§ **What is asked**
Could you rewrite the lines from the one with "Please put a point on the tree limb" to the one with "(334, 1115)", changing every "photo above" to "image above" and leaving everything else untouched? Return only those lines.

════════════════

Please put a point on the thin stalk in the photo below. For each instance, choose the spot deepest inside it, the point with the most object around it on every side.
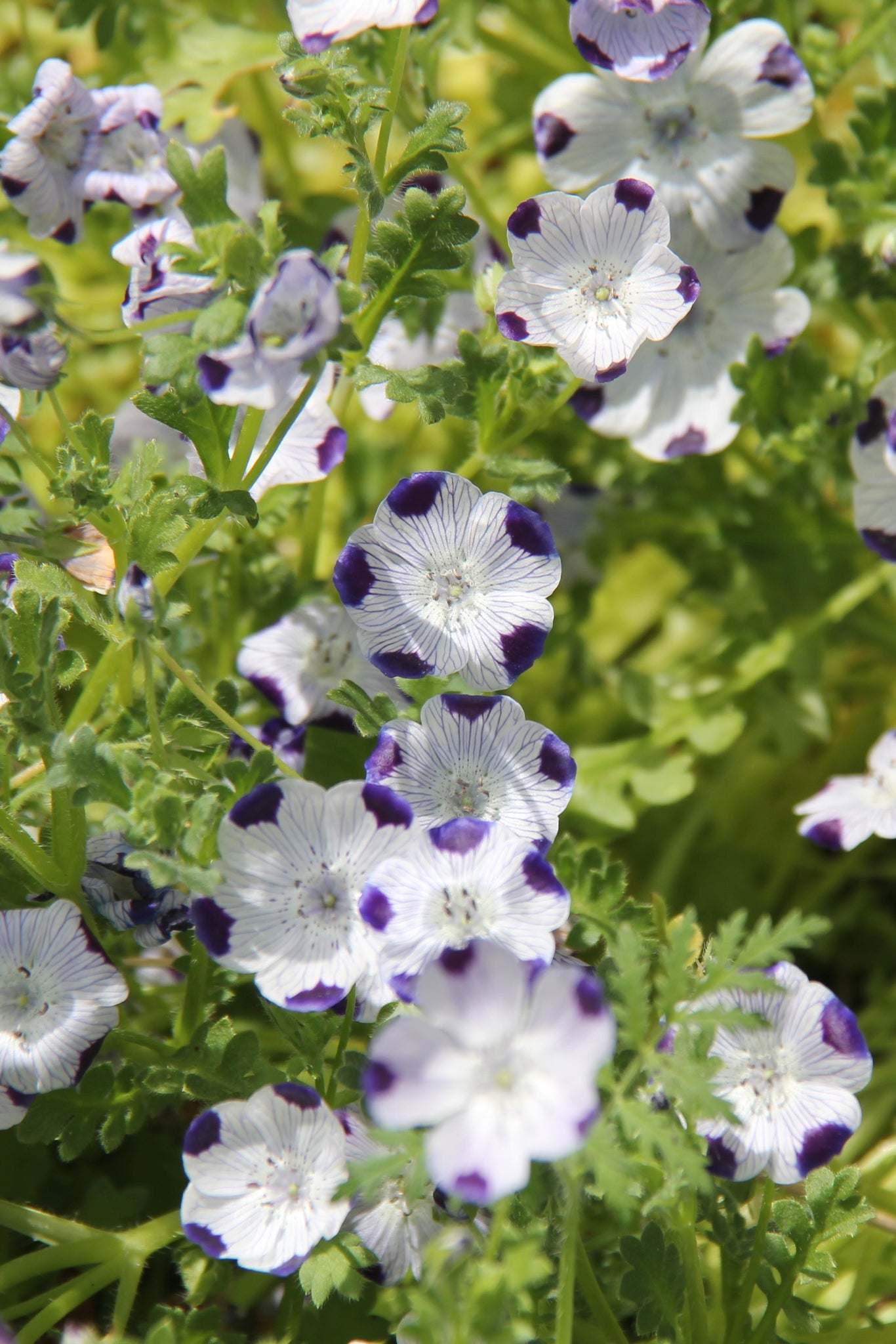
(566, 1277)
(593, 1295)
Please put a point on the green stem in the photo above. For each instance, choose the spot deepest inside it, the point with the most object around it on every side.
(593, 1295)
(566, 1277)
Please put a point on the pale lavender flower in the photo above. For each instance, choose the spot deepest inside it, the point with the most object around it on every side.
(448, 579)
(499, 1066)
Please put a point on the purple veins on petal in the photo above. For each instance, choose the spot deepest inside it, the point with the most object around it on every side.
(352, 576)
(525, 219)
(261, 804)
(213, 925)
(821, 1144)
(633, 194)
(202, 1133)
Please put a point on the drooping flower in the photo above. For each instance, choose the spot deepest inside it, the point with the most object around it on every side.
(302, 656)
(853, 807)
(127, 898)
(156, 288)
(458, 882)
(501, 1068)
(58, 995)
(678, 397)
(594, 278)
(317, 23)
(262, 1178)
(637, 39)
(699, 137)
(390, 1223)
(789, 1083)
(874, 461)
(43, 169)
(474, 756)
(293, 316)
(129, 163)
(448, 579)
(295, 859)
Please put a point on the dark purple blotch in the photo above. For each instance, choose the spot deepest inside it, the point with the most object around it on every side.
(352, 576)
(525, 219)
(213, 925)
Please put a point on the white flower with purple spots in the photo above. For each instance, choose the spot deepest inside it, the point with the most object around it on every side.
(156, 288)
(295, 859)
(594, 278)
(853, 807)
(292, 318)
(678, 397)
(458, 882)
(637, 39)
(317, 23)
(701, 137)
(448, 579)
(474, 756)
(43, 167)
(127, 898)
(500, 1066)
(390, 1222)
(305, 655)
(264, 1177)
(131, 161)
(789, 1083)
(874, 461)
(58, 996)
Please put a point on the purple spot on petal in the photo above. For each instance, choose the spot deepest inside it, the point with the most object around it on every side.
(375, 908)
(261, 804)
(388, 809)
(527, 531)
(764, 207)
(842, 1031)
(460, 835)
(512, 326)
(820, 1145)
(202, 1133)
(633, 194)
(551, 135)
(206, 1240)
(525, 219)
(521, 647)
(213, 925)
(297, 1095)
(352, 576)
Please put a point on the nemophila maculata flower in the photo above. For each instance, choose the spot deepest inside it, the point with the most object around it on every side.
(792, 1083)
(129, 161)
(874, 461)
(390, 1222)
(500, 1066)
(474, 756)
(305, 655)
(637, 39)
(701, 137)
(292, 318)
(156, 288)
(295, 859)
(43, 167)
(58, 996)
(319, 23)
(853, 807)
(262, 1179)
(678, 397)
(594, 278)
(448, 579)
(127, 898)
(462, 881)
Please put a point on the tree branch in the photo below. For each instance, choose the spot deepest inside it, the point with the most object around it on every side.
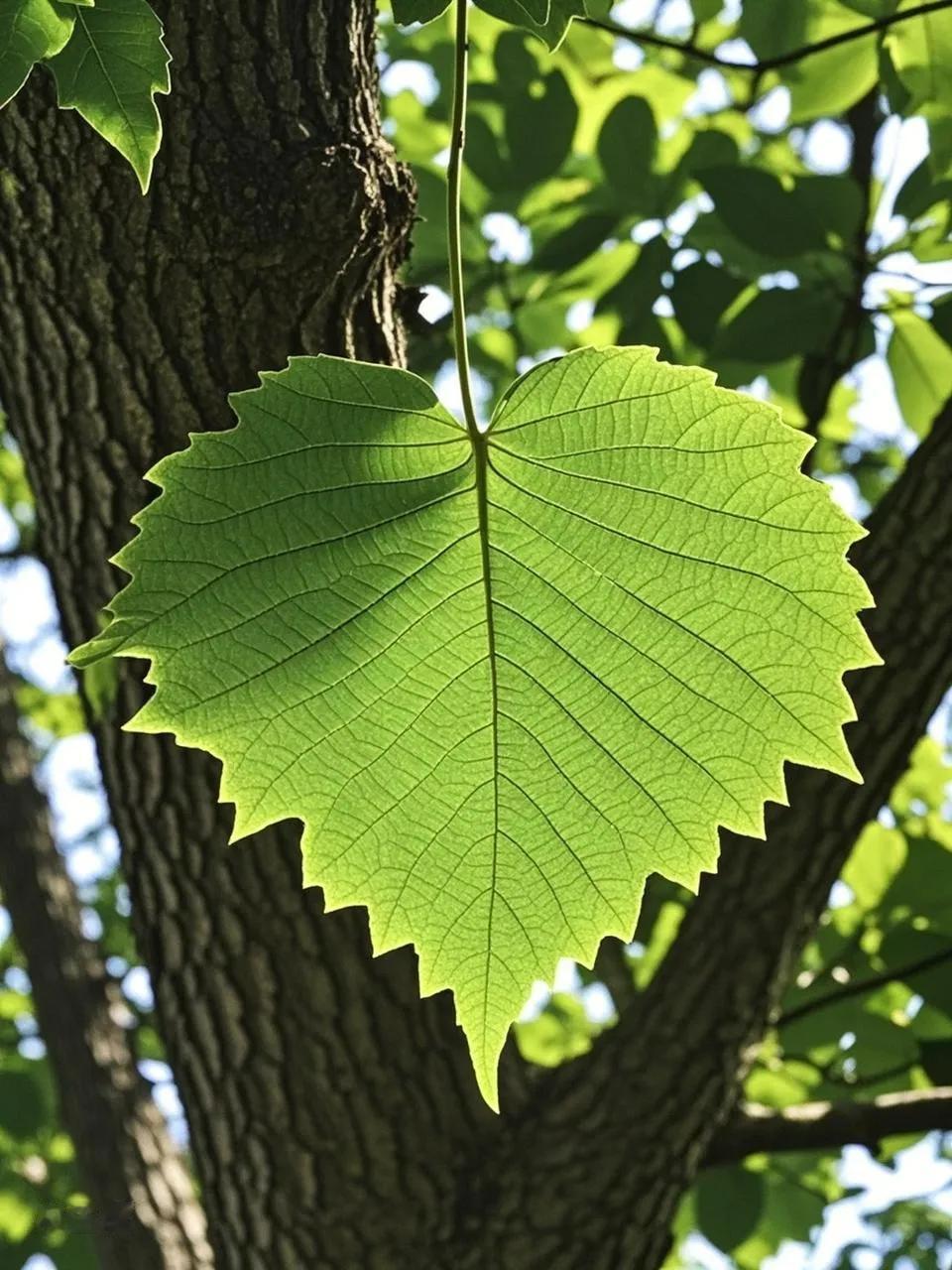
(830, 1125)
(767, 64)
(144, 1209)
(862, 985)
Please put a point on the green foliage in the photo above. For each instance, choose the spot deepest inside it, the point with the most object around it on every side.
(500, 683)
(108, 62)
(111, 70)
(31, 31)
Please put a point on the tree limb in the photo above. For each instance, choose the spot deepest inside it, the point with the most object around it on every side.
(767, 64)
(144, 1210)
(830, 1125)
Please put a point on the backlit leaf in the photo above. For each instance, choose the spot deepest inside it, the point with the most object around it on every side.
(500, 684)
(111, 70)
(30, 31)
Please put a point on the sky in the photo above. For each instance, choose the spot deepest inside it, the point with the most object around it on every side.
(70, 776)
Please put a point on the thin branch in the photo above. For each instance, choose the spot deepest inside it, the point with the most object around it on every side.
(829, 1125)
(767, 64)
(862, 985)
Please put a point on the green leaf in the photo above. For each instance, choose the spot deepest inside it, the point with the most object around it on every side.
(761, 212)
(111, 70)
(539, 130)
(500, 684)
(729, 1203)
(30, 32)
(701, 294)
(920, 362)
(549, 28)
(921, 54)
(626, 149)
(408, 12)
(777, 324)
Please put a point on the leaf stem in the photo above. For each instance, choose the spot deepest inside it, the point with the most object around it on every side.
(457, 146)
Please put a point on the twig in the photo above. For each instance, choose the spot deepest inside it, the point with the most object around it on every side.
(769, 64)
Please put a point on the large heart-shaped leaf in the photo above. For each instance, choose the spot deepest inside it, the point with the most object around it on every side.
(500, 683)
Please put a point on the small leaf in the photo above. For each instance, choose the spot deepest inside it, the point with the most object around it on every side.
(920, 362)
(777, 324)
(499, 683)
(408, 12)
(30, 32)
(626, 150)
(729, 1203)
(549, 30)
(520, 13)
(539, 130)
(111, 70)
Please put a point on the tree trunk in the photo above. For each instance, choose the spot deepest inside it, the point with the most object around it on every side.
(144, 1211)
(334, 1115)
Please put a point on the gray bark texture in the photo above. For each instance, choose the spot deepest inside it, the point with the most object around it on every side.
(334, 1116)
(143, 1205)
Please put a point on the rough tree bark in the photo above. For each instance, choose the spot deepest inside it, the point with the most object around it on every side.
(143, 1206)
(334, 1116)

════════════════

§ **In response**
Please put a point on the tree limb in the image above. For each instance, choose the spot deepest inside it, the point with the most object around it on every side.
(767, 64)
(144, 1210)
(830, 1125)
Please put a point on the backlit leaf in the image above. For each instance, choose the spot deepest inside it, the point with the most object around it on every side.
(500, 684)
(111, 70)
(30, 31)
Please put a point on the sky in the image above. For each instance, choose the spot deepest inside it, the point with the most object around it on every side.
(70, 776)
Please put a point on the thin branch in the image above. For each instance, choose the spot deepest inside it, the point with the most object around it on every side.
(829, 1125)
(767, 64)
(862, 985)
Please put a point on the green leaf in the image above. For each instance, choose the spot deepest inside it, the point with the most object around it on every side.
(761, 212)
(111, 70)
(539, 130)
(500, 684)
(729, 1203)
(30, 32)
(701, 294)
(920, 362)
(549, 28)
(921, 54)
(626, 149)
(408, 12)
(777, 324)
Please put a point on the leaf stem in the image above. For each instance, choose the spot deepest inside it, the point with the most object around it on every side.
(457, 146)
Please put a point on the twig in the image above. For each instance, choose the spot deepest inside it, the point with the most object around it on every side.
(769, 64)
Please put a point on the large heart-shaped leaf in the image above. For each instance, choose the spot deepest inside it, the point with the most object around it on every side.
(500, 683)
Please put a point on the small leaf in the image above. For each instance, choose the spot deepest inside it, the point with the most object around it on every side.
(920, 362)
(777, 324)
(499, 683)
(408, 12)
(30, 32)
(626, 150)
(729, 1203)
(549, 30)
(520, 13)
(539, 130)
(111, 70)
Please put a point on the tree trunk in the image above. For each instance, choose the spot deepest inside it, the point with the most object around it on every side.
(144, 1211)
(334, 1115)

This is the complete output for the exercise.